- Tugas 1 -
Kembalikan bagian berita tentang kolam lumba-lumba UGM yang dimulai dengan kata-kata "Lumba-lumba adalah mamalia" dan berakhir dengan "berbahaya bagi lumba-lumba.", tanpa mengubah satu kata pun.
- Tugas 2 -
Dalam berita tentang kolam lumba-lumba UGM, apa jabatan Angelina Pane?
- Tugas 3 -
Sebutkan semua hal yang, menurut penemuan studi perilaku dalam berita tentang kolam lumba-lumba UGM, berbahaya secara psikologis bagi lumba-lumba.

- Teks Bacaan -
((
Pembangunan Kolam Penelitian Lumba-lumba UGM Ditentang
Minggu, 5 Juni 2011 16:19 WIB
TEMPO Interaktif, Yogyakarta - Para aktivis pecinta dan peduli satwa menentang rencana pembangunan kolam lumba-lumba di kampus Universitas Gadjah Mada. Menurut mereka, penelitian di alam liar dinilai lebih bagus dan lebih menjaga kelestarian binatang mamalia itu.
"Kami menyatakan keberatan dan mendesak pembatalan rencana itu," kata Angelina Pane, Manager Program Animal Friends Jogja (AFJ), Minggu, 5 Juni 2011.
Lumba-lumba, kata Angelina, dapat dikategorikan sebagai "makhluk yang setara dengan manusia".
Lumba-lumba adalah mamalia laut dengan kecerdasan tinggi yang memperlihatkan keahlian dan kesadaran diri yang semula diklaim hanya dimiliki oleh manusia. Penemuan studi perilaku menunjukkan bahwa pertunjukan-pertunjukan lumba-lumba, fasilitas terapi kesehatan dengan bantuan lumba-lumba, dan bentuk-bentuk pengurungan lain, secara psikologis berbahaya bagi lumba-lumba.
))
- Data yang Ditampilkan -
((
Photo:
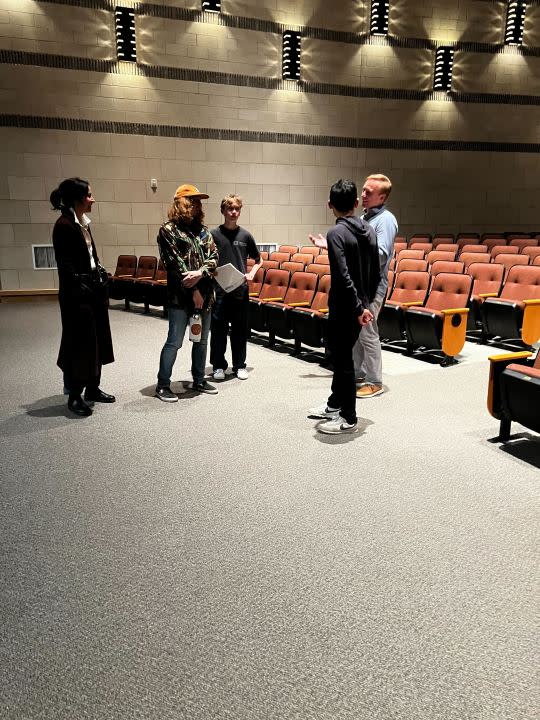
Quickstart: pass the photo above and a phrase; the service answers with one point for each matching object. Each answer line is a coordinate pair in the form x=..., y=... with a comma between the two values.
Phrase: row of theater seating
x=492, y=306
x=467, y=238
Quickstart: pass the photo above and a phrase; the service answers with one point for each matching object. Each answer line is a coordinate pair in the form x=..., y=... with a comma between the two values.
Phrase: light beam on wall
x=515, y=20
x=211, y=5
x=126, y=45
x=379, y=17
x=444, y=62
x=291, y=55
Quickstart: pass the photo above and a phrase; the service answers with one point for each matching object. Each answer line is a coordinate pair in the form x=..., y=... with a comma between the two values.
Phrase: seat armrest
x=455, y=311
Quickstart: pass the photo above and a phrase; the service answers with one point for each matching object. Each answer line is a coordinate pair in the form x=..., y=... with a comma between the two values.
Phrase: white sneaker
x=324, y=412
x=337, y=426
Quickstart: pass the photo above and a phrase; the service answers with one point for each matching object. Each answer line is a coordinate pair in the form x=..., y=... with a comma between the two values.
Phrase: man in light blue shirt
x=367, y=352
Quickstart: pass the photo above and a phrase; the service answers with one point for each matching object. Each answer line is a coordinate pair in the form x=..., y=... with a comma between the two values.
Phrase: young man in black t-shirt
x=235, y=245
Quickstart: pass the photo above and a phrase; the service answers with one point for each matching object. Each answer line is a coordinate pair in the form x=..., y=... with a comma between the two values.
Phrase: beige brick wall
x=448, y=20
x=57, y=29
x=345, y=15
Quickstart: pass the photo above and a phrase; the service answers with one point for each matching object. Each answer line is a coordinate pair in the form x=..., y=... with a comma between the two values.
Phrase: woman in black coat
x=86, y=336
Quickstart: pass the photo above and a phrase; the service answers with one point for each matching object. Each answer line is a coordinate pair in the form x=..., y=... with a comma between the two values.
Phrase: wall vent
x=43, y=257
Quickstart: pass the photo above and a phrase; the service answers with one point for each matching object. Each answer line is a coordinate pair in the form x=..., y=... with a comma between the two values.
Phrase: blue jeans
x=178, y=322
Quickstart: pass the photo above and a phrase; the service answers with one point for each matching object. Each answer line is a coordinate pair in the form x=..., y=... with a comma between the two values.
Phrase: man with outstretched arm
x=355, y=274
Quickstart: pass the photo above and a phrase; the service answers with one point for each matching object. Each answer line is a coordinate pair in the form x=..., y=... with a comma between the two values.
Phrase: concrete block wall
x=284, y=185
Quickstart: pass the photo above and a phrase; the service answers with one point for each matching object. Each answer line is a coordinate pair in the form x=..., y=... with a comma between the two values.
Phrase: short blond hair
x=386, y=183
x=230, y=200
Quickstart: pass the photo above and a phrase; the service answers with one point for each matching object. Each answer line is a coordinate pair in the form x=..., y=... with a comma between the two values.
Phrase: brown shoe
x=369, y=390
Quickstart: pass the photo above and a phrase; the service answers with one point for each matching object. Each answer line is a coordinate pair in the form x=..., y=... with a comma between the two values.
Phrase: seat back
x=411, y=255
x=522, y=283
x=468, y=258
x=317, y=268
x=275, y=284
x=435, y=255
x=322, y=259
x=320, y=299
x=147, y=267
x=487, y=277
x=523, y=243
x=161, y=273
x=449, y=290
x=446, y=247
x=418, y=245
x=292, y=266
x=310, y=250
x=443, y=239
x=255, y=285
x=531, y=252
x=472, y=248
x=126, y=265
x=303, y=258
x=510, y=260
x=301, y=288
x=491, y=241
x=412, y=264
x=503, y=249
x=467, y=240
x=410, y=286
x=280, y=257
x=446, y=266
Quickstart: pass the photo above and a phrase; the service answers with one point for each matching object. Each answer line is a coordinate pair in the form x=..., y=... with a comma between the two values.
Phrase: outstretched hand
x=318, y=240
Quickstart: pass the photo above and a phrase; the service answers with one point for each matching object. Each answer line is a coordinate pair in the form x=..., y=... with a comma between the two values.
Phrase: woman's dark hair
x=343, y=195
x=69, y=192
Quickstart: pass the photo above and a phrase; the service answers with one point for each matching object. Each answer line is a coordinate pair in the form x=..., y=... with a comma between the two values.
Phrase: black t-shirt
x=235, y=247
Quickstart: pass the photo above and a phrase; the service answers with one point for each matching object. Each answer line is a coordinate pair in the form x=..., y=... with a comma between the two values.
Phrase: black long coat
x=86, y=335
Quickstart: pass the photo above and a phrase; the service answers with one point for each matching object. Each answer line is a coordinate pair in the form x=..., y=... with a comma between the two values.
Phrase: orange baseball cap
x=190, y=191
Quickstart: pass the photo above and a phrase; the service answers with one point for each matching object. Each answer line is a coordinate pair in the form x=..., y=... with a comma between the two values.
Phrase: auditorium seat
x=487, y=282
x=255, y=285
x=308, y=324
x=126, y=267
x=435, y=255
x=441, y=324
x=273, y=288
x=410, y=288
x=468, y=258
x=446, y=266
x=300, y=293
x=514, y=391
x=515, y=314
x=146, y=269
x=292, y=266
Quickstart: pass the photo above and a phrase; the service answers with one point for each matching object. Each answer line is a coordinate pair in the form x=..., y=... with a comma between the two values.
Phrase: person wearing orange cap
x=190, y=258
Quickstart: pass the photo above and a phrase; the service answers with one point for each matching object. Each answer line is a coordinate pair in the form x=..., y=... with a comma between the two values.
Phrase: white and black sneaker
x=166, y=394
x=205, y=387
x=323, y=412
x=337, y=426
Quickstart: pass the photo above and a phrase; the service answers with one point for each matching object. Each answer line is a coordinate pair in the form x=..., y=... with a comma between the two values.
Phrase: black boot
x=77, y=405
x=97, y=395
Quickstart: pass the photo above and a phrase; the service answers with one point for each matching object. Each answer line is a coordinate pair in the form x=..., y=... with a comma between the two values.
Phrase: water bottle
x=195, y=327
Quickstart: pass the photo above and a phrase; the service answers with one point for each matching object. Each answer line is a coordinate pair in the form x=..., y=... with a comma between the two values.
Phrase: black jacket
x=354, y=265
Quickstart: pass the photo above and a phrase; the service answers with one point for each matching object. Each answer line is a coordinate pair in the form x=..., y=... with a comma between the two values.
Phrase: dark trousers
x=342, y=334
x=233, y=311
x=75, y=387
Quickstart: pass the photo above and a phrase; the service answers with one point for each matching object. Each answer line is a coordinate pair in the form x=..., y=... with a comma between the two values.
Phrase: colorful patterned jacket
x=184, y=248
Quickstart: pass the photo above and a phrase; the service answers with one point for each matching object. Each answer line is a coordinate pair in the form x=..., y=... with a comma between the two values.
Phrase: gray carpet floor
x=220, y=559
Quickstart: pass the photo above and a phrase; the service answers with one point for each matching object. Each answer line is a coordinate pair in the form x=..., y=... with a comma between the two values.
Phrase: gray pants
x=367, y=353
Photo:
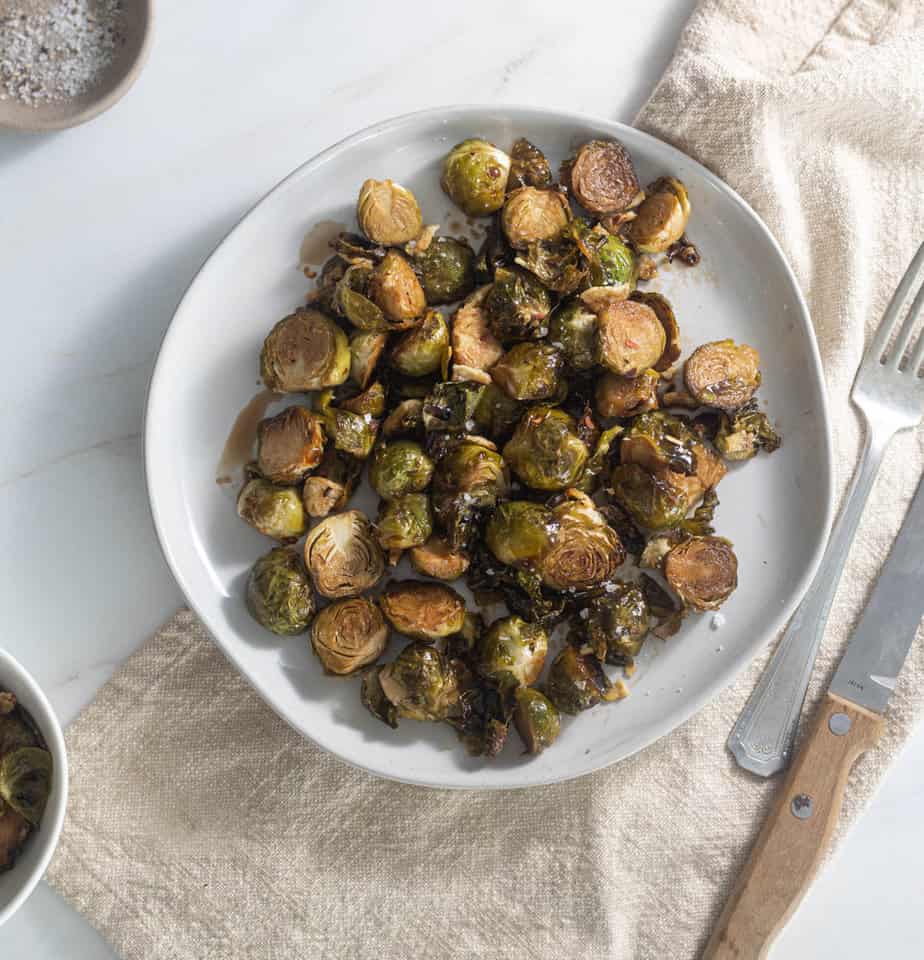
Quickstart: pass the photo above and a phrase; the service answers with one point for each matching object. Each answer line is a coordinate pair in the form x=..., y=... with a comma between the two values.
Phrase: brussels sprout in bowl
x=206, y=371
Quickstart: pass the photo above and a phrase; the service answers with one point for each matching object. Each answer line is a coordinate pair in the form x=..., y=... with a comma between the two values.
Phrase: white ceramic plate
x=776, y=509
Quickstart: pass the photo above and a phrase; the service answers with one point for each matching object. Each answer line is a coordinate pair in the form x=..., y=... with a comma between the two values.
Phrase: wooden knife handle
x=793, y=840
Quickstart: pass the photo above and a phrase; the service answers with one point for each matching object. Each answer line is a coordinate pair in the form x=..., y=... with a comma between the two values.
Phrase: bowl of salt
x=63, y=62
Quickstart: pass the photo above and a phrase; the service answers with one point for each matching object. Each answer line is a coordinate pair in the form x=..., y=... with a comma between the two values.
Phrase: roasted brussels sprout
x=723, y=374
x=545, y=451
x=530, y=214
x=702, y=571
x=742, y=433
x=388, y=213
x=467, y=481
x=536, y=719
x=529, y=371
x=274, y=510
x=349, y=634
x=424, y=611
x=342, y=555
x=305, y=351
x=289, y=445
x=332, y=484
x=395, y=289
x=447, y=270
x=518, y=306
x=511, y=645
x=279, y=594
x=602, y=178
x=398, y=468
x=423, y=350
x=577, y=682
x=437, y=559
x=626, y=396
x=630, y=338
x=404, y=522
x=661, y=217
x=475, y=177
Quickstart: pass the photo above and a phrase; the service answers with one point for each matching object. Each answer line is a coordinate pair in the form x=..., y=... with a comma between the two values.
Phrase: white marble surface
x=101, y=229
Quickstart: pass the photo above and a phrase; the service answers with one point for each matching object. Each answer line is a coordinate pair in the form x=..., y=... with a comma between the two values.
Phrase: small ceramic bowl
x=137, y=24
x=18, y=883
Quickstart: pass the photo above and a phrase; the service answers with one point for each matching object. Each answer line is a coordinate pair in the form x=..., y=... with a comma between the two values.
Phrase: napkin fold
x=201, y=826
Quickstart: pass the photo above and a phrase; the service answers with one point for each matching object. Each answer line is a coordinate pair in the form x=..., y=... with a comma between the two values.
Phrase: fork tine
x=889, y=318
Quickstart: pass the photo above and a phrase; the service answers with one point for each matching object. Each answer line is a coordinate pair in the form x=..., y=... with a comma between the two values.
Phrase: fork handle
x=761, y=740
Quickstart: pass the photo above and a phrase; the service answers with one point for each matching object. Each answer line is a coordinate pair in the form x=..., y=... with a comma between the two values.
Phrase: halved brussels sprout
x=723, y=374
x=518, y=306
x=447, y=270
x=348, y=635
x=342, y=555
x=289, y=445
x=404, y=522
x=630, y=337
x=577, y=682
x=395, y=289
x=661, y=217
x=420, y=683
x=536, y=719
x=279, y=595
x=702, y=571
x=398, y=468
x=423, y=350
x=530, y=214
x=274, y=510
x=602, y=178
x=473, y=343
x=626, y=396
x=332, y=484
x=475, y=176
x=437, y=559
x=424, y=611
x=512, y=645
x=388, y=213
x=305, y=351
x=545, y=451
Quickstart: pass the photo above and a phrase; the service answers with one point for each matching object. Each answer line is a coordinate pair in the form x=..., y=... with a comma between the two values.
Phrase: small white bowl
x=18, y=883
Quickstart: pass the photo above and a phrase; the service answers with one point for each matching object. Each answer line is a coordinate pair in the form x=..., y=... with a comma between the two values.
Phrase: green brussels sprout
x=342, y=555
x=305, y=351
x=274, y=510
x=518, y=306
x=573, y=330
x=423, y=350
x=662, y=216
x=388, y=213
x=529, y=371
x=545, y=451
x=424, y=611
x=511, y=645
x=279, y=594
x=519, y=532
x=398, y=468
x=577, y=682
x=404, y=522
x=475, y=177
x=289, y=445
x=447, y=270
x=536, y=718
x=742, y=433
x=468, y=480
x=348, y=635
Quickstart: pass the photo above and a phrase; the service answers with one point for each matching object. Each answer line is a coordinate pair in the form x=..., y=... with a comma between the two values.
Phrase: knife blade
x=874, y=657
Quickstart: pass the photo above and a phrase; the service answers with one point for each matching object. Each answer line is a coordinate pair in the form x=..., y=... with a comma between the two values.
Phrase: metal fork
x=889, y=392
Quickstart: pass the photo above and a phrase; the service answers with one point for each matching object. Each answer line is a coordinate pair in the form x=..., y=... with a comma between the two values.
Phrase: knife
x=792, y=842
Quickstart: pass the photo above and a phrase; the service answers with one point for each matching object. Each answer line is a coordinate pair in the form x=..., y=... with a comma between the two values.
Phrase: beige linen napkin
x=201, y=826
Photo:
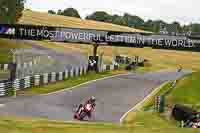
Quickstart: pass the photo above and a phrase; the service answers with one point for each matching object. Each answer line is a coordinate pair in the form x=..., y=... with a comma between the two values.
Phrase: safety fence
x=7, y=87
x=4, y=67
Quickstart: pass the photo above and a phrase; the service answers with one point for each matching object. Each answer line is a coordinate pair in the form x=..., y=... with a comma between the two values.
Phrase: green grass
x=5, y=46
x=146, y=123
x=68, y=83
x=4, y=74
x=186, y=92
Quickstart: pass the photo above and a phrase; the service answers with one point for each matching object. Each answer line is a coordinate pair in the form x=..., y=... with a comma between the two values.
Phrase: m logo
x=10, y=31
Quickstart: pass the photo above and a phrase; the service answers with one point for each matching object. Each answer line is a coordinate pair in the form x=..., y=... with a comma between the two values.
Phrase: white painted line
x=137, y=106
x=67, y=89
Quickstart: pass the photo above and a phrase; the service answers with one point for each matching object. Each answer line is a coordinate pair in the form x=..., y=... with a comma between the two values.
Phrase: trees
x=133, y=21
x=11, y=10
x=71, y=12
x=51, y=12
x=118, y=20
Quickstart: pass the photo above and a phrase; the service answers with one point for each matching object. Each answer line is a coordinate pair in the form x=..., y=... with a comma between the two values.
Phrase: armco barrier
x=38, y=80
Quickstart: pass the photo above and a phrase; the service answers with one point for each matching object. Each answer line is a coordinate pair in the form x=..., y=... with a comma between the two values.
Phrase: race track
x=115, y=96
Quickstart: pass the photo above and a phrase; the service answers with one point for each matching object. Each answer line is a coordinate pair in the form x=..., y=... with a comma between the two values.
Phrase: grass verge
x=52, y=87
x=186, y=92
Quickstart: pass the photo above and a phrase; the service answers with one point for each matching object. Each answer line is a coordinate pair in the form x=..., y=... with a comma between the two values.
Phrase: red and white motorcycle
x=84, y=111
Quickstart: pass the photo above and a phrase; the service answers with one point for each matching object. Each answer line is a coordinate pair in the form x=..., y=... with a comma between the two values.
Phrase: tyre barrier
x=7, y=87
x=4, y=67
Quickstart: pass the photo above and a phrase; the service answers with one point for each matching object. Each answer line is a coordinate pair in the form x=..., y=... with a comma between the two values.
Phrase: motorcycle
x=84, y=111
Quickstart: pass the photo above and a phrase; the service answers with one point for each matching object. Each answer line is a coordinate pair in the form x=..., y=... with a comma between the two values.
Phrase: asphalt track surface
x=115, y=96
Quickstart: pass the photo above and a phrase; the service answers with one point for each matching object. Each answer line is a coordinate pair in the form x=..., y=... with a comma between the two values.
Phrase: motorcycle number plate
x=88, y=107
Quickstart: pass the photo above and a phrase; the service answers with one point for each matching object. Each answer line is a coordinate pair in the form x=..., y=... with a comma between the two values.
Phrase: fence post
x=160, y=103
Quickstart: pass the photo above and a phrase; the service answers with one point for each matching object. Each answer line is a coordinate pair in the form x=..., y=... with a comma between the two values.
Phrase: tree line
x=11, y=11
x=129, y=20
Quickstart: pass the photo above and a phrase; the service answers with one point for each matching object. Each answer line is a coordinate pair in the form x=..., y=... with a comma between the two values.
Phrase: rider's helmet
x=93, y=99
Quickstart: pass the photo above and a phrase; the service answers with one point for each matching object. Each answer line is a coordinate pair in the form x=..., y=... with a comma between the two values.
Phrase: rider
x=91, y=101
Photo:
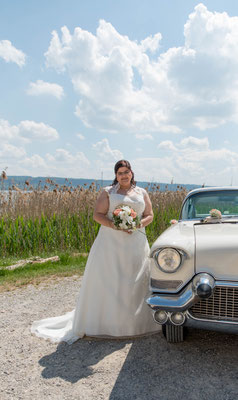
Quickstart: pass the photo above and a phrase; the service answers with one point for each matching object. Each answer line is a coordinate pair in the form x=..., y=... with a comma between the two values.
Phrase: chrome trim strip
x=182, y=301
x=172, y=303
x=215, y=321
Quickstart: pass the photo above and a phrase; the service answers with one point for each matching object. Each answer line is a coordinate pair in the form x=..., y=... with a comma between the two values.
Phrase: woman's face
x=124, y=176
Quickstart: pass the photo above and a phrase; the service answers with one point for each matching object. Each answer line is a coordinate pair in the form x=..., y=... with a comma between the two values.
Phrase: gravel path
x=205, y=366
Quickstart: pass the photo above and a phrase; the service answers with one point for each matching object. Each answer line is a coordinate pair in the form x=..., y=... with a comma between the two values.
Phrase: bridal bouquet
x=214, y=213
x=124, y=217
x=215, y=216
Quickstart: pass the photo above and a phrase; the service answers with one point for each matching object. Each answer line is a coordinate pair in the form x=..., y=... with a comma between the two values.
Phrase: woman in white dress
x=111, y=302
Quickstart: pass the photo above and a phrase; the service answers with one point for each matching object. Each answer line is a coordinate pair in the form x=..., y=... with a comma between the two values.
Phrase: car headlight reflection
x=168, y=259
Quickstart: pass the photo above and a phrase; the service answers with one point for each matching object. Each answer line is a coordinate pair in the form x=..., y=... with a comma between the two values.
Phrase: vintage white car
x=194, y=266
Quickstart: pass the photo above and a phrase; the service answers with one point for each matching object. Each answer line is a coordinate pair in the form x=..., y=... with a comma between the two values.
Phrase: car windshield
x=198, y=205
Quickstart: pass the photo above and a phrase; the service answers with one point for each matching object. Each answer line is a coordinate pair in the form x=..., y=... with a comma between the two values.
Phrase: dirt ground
))
- Pembahasan Jawaban 1 -
Lumba-lumba adalah mamalia laut dengan kecerdasan tinggi yang memperlihatkan keahlian dan kesadaran diri yang semula diklaim hanya dimiliki oleh manusia. Penemuan studi perilaku menunjukkan bahwa pertunjukan-pertunjukan lumba-lumba, fasilitas terapi kesehatan dengan bantuan lumba-lumba, dan bentuk-bentuk pengurungan lain, secara psikologis berbahaya bagi lumba-lumba.

- Pembahasan Jawaban 2 -
Angelina Pane adalah Manager Program Animal Friends Jogja (AFJ).

- Pembahasan Jawaban 3 -
Menurut penemuan studi perilaku, hal-hal berikut berbahaya secara psikologis bagi lumba-lumba:
- pertunjukan-pertunjukan lumba-lumba
- fasilitas terapi kesehatan dengan bantuan lumba-lumba
- bentuk-bentuk pengurungan lain